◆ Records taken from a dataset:
--

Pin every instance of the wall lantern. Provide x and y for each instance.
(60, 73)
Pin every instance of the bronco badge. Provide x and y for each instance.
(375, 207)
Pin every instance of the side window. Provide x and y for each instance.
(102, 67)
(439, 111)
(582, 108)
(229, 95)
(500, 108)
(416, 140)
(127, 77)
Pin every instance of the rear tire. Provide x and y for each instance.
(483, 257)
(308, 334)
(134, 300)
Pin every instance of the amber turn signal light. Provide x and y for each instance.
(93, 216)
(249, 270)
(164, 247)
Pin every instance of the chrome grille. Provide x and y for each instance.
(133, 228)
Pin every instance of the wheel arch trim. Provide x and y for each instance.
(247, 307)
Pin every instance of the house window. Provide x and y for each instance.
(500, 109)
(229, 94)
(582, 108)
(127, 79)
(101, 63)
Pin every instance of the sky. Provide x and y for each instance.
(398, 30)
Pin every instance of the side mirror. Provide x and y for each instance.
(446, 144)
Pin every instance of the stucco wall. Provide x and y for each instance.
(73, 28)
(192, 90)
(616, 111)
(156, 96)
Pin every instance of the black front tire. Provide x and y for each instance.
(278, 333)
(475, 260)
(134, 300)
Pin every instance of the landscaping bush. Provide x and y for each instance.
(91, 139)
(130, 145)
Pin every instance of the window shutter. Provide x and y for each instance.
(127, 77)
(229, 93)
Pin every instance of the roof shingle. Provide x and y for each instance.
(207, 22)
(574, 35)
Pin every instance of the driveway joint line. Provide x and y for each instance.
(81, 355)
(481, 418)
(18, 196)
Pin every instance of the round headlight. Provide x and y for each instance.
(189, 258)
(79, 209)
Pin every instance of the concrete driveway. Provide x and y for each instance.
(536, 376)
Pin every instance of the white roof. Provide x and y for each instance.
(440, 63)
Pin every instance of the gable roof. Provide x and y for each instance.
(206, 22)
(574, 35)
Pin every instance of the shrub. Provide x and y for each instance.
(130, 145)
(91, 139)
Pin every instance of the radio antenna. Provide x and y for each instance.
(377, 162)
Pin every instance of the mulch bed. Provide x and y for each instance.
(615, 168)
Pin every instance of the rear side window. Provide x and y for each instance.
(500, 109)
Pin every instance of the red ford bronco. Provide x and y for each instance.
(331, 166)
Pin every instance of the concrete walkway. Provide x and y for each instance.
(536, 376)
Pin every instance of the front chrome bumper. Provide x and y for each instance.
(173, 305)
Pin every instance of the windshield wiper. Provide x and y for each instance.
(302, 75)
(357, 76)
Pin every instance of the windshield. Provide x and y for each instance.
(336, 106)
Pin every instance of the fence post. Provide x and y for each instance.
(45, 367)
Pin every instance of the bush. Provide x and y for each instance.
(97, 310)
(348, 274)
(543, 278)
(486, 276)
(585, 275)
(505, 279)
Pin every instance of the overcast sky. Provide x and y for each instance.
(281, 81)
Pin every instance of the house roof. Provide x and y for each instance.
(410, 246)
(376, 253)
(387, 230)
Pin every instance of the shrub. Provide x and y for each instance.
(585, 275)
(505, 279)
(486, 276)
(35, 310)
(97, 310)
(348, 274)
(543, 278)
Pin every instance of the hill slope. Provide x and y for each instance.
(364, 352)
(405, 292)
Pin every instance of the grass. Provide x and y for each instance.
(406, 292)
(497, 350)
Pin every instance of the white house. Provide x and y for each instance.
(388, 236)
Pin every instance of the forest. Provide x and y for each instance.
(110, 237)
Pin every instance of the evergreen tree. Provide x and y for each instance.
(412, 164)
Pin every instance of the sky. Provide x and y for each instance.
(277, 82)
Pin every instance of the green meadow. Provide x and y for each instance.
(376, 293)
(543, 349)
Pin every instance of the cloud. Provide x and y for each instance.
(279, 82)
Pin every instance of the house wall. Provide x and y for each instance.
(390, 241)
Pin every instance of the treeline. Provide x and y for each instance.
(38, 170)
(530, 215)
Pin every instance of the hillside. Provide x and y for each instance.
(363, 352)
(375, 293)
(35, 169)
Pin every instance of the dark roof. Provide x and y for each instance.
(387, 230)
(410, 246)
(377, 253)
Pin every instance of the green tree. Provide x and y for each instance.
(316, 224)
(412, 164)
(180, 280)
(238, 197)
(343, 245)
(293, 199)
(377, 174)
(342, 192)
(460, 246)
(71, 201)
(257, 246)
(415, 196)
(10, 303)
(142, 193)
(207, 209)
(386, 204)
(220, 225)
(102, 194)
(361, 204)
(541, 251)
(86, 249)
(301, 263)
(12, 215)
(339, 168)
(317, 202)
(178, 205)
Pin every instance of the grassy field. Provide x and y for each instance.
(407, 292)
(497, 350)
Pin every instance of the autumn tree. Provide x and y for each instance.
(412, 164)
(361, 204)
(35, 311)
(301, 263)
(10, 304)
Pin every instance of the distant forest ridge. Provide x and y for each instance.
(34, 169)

--

Reproduce all of the data above word for word, without changing anything.

Pin every instance of the wall lantern. Provide x and y for each instance.
(60, 73)
Pin every instance of the bronco badge. Provide x and y for each instance.
(375, 207)
Pin every instance of the side window. Provide x and y for each instance.
(102, 67)
(439, 111)
(582, 108)
(229, 95)
(500, 108)
(416, 140)
(127, 77)
Pin every instance of the rear tire. Provide x and y for each instance.
(483, 257)
(308, 334)
(134, 300)
Pin every instance of the amber turn signal light. Provide x and y for each instance.
(93, 216)
(249, 270)
(164, 247)
Pin every instance of the chrome grille. Provide x and y for each instance.
(133, 228)
Pin every instance of the wheel arch trim. Provide x and y for each instance.
(247, 307)
Pin every instance of the house window. Provide x and y for each instance.
(500, 109)
(229, 94)
(582, 108)
(127, 79)
(101, 63)
Pin every instance of the sky. Provide x and y for each instance.
(398, 30)
Pin every instance of the side mirror. Provide x and y for each instance.
(446, 144)
Pin every instance of the stucco wall. Provide x and y for each instance.
(73, 28)
(192, 90)
(616, 111)
(156, 96)
Pin every instance of the black front tire. Provide x and y for each instance.
(278, 333)
(475, 260)
(134, 300)
Pin every instance of the landscaping bush. Provide x and y for each instance.
(91, 139)
(130, 145)
Pin every instance of the window shutter. Provide x and y for each instance.
(127, 77)
(229, 93)
Pin every instance of the roof shingle. Provide x and y for each instance.
(207, 22)
(574, 35)
Pin every instance of the driveway joint line. Provide x and y for each instance.
(81, 355)
(481, 418)
(18, 196)
Pin every instance of the round headlight. Provide x and y for each instance.
(189, 258)
(79, 209)
Pin every instance of the concrete driveway. Provide x and y for each instance.
(536, 376)
Pin every instance of the white roof. Provide x and y for each instance.
(440, 63)
Pin every instance of the gable roof. Provide x and y for each instance.
(206, 22)
(574, 35)
Pin every instance of the shrub. Provide x and y for each instance.
(130, 145)
(91, 139)
Pin every instance of the radio antenna. Provide x and y for each instance.
(377, 162)
Pin every instance of the mulch bed. Provide x and y for each instance.
(615, 168)
Pin every instance of the rear side window. Provide x and y for each instance.
(500, 109)
Pin every instance of the red ford bronco. Provide x and y for each instance.
(331, 166)
Pin every instance of the concrete walkway. Provide x and y for each instance.
(536, 376)
Pin every instance of the front chrome bumper. Provide x and y for each instance.
(173, 305)
Pin every instance of the windshield wiper. Provide x and y for each instance.
(302, 75)
(357, 76)
Pin every instance of the windshield. Provide x and y for each instance.
(336, 106)
Pin every instance of the fence post. Provide x and y for each instance.
(45, 367)
Pin every instance of the bush. Provide x and y for each instance.
(97, 310)
(348, 274)
(543, 278)
(486, 276)
(585, 275)
(505, 279)
Pin every instance of the overcast sky. Provide x and y for each instance.
(281, 81)
Pin every instance of the house roof. Provide x and y for each instance.
(410, 246)
(376, 253)
(387, 230)
Pin every instance of the shrub. Provide x and y for each instance.
(585, 275)
(505, 279)
(486, 276)
(35, 310)
(97, 310)
(348, 274)
(543, 278)
Pin every instance of the hill slope. Provide x and y for each instance.
(364, 352)
(405, 292)
Pin every instance of the grass. Provide x and y for each instance.
(406, 292)
(497, 350)
Pin every instance of the white house. Provide x and y for each instance.
(388, 236)
Pin every instance of the forest. Provide x and y for each instance.
(110, 237)
Pin every instance of the evergreen tree. Provide x and y for each instance.
(412, 164)
Pin every instance of the sky. Provide x and y for each instance.
(277, 82)
Pin every instance of the green meadow. Provide x and y for each instance.
(376, 293)
(543, 349)
Pin every instance of the cloud. Provide x and y for each instance.
(279, 82)
Pin every instance of the house wall. Provide x and y for each instance.
(390, 241)
Pin every instance of the treeline. Provide x and y for each instance.
(38, 170)
(530, 215)
Pin every instance of the hillside. Provide x and y for each instance.
(363, 352)
(375, 293)
(35, 169)
Pin every instance of the dark roof. Provide x and y for each instance.
(387, 230)
(410, 246)
(377, 253)
Pin every instance of the green tree. Provide x and y for each instance.
(316, 224)
(412, 164)
(180, 280)
(238, 197)
(343, 245)
(293, 199)
(377, 174)
(342, 192)
(460, 246)
(71, 201)
(257, 246)
(415, 196)
(10, 303)
(142, 193)
(207, 209)
(386, 204)
(220, 225)
(102, 194)
(361, 204)
(541, 251)
(86, 249)
(301, 263)
(12, 215)
(339, 168)
(317, 202)
(178, 205)
Pin every instance of the grassy field. Provide x and y for each instance.
(407, 292)
(497, 350)
Pin every instance of the autumn tree. Provide x and y for each instance.
(412, 164)
(361, 204)
(35, 311)
(301, 263)
(10, 304)
Pin every instance of the distant forest ridge. Provide x and y for each instance.
(34, 169)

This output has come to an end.